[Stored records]

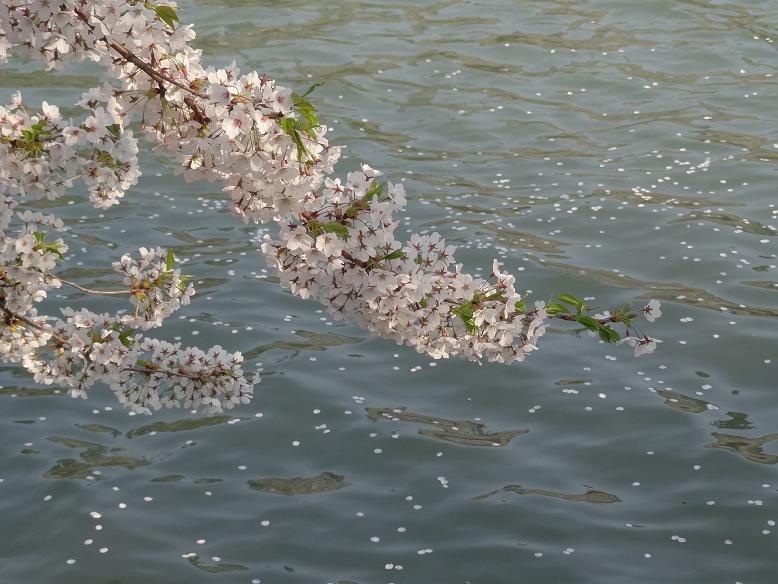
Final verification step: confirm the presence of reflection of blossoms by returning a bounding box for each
[0,0,658,411]
[623,335,662,357]
[643,300,662,322]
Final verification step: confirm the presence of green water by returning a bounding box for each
[0,0,778,584]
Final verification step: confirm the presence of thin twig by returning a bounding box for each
[57,276,132,296]
[2,307,68,345]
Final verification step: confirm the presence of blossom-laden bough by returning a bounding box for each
[0,0,659,412]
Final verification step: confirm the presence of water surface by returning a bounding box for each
[0,0,778,584]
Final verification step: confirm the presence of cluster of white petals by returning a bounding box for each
[0,0,656,410]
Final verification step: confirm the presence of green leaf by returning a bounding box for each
[321,221,348,239]
[292,93,319,139]
[380,249,405,260]
[454,302,478,334]
[154,4,179,30]
[119,329,135,349]
[557,294,584,312]
[546,302,570,314]
[597,325,621,343]
[302,81,324,97]
[364,179,384,201]
[576,316,601,333]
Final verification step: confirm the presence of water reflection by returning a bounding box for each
[367,408,529,446]
[186,554,248,574]
[248,472,349,496]
[127,416,241,438]
[705,432,778,464]
[43,436,151,479]
[475,485,621,504]
[657,389,718,414]
[711,412,754,430]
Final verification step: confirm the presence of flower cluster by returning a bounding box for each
[113,247,194,329]
[0,0,656,410]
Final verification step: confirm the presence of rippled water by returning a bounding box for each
[0,0,778,584]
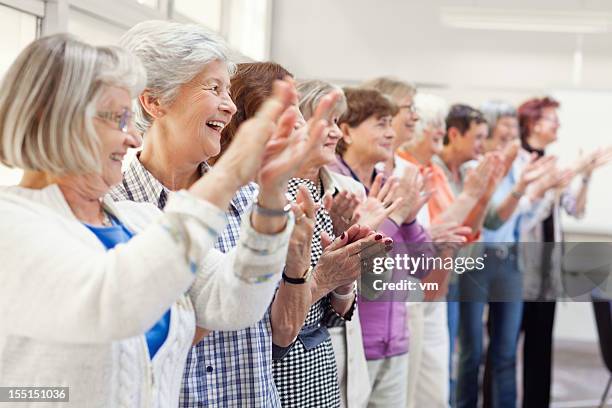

> _Description of the task_: Rewrite all of the records above, putting "pond" in place of every "water" and leaving everything else the same. Don't include the pictures.

> _Exercise solution_:
Final verification step: confirm the presence of reflection of blossoms by returning a bounding box for each
[0,0,658,411]
[623,335,662,357]
[643,300,662,322]
Final verification step: confirm the presence of green pond by returning a bounding box for each
[0,0,778,584]
Final verification step: confirm the presence of thin twig by returning a bounding box for each
[57,276,132,296]
[2,307,68,345]
Final verification step: confirm the presence of blossom-laden bough by returning a bounding box for each
[0,0,659,412]
Final verification step: confirm the presence of pond surface by returning a bounding box for each
[0,0,778,584]
Final verification step: confirm the presence of cluster of white petals by returning a bounding box for each
[0,0,656,410]
Final verification step: confirm the presence of green leaf by returning a bounding box for each
[321,221,348,239]
[292,93,319,139]
[380,249,405,260]
[454,302,478,334]
[154,4,179,30]
[119,329,135,349]
[557,294,584,312]
[546,302,570,314]
[597,325,621,343]
[302,81,324,97]
[364,179,384,201]
[576,316,601,333]
Final verification step: confirm the presence of pond reflection by returning a bounding box for each
[367,408,529,446]
[186,554,248,574]
[248,472,349,496]
[127,416,241,438]
[705,432,778,464]
[43,436,151,479]
[475,485,621,504]
[657,389,718,414]
[711,412,754,430]
Final verification step: confirm the presence of flower cluster by returning a bounding box for each
[113,247,194,329]
[0,0,656,410]
Final verification step: confirm the presence of rippled pond by returning a bounding box for each
[0,0,778,584]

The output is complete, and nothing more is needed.